* [TASK MATERIAL]:
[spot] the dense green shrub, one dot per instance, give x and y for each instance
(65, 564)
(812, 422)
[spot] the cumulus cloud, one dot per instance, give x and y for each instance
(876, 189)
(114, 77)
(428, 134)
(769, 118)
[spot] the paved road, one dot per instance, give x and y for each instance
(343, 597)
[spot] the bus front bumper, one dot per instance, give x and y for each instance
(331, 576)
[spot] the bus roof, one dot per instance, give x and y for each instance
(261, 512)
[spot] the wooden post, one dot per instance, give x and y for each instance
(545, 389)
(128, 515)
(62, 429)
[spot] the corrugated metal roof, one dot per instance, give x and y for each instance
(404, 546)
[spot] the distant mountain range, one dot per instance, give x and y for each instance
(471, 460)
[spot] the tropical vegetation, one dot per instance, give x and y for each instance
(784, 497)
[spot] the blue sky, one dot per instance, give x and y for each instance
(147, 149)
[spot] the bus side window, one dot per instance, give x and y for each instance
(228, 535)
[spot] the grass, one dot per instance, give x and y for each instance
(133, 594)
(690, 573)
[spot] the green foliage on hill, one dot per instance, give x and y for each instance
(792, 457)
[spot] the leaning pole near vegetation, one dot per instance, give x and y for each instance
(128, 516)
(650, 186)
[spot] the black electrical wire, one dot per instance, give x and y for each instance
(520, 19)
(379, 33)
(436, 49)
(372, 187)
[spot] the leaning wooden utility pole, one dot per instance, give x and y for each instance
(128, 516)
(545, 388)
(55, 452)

* [DIRECTIONS FOR THIS TASK]:
Begin with the line that contains "[spot] the black" and end with the last line of the data. Repeat those two lines and all between them exactly.

* [TASK RESPONSE]:
[spot] the black electrical wire, one dot per instance, give x and y for each instance
(520, 19)
(379, 33)
(436, 49)
(372, 187)
[spot] the leaning wooden utility pole, one dot per instance, give x and y for each instance
(128, 516)
(545, 388)
(55, 452)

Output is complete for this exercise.